** begin RECORD LIST **

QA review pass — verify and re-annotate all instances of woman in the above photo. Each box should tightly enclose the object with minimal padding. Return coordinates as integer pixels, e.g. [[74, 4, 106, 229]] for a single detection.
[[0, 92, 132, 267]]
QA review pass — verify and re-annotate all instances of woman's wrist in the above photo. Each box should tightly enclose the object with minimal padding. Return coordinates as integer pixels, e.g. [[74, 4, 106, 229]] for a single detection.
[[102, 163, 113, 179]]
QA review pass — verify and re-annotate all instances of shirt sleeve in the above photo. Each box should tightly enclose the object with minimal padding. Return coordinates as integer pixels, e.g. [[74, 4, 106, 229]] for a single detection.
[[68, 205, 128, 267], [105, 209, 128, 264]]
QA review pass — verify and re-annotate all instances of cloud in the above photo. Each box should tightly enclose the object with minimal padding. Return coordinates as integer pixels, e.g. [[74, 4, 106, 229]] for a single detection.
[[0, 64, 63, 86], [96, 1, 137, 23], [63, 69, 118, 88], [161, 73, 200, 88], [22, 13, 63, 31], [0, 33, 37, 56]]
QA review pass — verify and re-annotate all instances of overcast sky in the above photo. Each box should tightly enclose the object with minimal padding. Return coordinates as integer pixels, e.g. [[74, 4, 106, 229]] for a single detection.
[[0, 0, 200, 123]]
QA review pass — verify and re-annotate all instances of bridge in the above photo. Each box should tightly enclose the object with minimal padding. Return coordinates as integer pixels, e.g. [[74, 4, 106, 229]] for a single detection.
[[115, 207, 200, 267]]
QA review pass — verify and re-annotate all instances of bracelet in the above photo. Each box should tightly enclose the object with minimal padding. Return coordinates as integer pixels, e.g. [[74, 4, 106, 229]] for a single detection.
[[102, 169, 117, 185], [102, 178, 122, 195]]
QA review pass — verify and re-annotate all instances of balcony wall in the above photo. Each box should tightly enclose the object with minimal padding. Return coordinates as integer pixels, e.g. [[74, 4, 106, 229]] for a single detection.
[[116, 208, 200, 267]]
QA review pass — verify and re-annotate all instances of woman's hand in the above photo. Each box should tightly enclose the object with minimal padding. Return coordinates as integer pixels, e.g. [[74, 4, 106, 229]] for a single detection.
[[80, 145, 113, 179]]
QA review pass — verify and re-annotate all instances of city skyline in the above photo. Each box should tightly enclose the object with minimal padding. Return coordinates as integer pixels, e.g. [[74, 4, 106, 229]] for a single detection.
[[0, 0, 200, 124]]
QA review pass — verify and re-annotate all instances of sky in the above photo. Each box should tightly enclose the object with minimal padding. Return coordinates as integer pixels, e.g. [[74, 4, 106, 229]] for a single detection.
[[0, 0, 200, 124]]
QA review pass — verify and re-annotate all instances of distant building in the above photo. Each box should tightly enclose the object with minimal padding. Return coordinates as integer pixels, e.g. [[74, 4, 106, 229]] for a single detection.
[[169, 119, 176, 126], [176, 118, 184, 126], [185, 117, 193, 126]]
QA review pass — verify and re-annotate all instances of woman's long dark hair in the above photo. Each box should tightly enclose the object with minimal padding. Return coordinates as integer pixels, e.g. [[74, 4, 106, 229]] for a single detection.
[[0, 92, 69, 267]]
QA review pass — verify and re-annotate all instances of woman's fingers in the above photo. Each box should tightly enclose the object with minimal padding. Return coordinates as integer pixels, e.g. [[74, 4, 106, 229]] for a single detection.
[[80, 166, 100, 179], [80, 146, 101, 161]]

** end RECORD LIST **

* _STATED EXERCISE_
Reproduce the listing above word for word, from its beginning through the line containing "33, 37, 56]]".

* _CORRECT OUTPUT_
QA review pass — verify and re-annotate all instances of woman in the above photo. Each box should tightly enclose the object with minimal padding. Return coordinates as integer pixels, e.g. [[74, 4, 106, 229]] for a single detection.
[[0, 92, 132, 267]]
QA review pass — verify and re-annotate all instances of woman's wrist in the above photo. Each box should tightly enclose the object with minimal padding. Return coordinates as integer pixels, e.g. [[74, 4, 106, 229]] for a single detection.
[[102, 163, 113, 179]]
QA review pass — verify and re-annotate all instances of shirt sleeve in the above photo. Each box should tightly enclose the object with minimal padding. Return coordinates as integer pixels, e.g. [[74, 4, 106, 229]] for a single detection.
[[68, 205, 128, 267], [105, 209, 128, 264]]
QA review pass — verify and re-annotate all instances of cloud in the above photo. Each box should tightly enclose the object with minimal padding. Return coordinates as integer pixels, e.g. [[74, 4, 106, 229]] for a single detection.
[[0, 64, 63, 86], [96, 1, 137, 23], [63, 69, 118, 88], [161, 73, 200, 88], [22, 13, 63, 31], [0, 33, 37, 56]]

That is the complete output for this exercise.